Exercise requirements — Convert the listing below into a JSON list of strings with one string per line, omitting blank lines and leaving out the pictures.

Extracted material —
····················

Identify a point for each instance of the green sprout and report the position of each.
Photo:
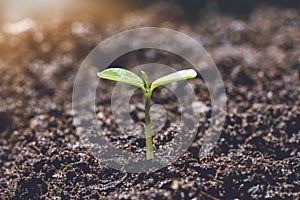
(125, 76)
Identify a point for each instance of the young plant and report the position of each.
(125, 76)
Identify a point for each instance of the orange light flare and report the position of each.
(39, 25)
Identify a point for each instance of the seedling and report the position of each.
(125, 76)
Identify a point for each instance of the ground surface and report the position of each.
(257, 155)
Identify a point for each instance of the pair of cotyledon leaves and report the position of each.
(125, 76)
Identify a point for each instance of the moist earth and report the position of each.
(257, 155)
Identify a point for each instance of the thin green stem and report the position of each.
(149, 145)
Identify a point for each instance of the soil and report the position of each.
(257, 155)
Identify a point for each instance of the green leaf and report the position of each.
(122, 75)
(176, 76)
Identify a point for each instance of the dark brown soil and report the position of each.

····················

Answer to this problem —
[
  "Identify a point for each instance of the green sprout and report the position of each.",
  "Photo:",
  "(125, 76)",
  "Identify a point for each instance of the young plant and report the position of each.",
  "(125, 76)",
  "Identify a point for each instance of the orange light flare and report the position of each.",
  "(39, 25)",
  "Identify a point for each instance of the seedling and report the position of each.",
  "(125, 76)",
  "Identify a point for each instance of the ground surface and report the position of each.",
  "(257, 155)",
  "Identify a point for each instance of the pair of cotyledon leaves and report the position of each.",
  "(125, 76)",
  "Identify a point for each instance of the moist earth and report the position of each.",
  "(257, 155)",
  "Identify a point for each instance of the thin green stem and report the position of each.",
  "(149, 145)",
  "Identify a point for each instance of the soil and report the position of each.",
  "(257, 155)",
  "Identify a point for each instance of the green leaf and report the position of each.",
  "(122, 75)",
  "(176, 76)",
  "Identify a point for each instance of the dark brown soil and report the position of each."
]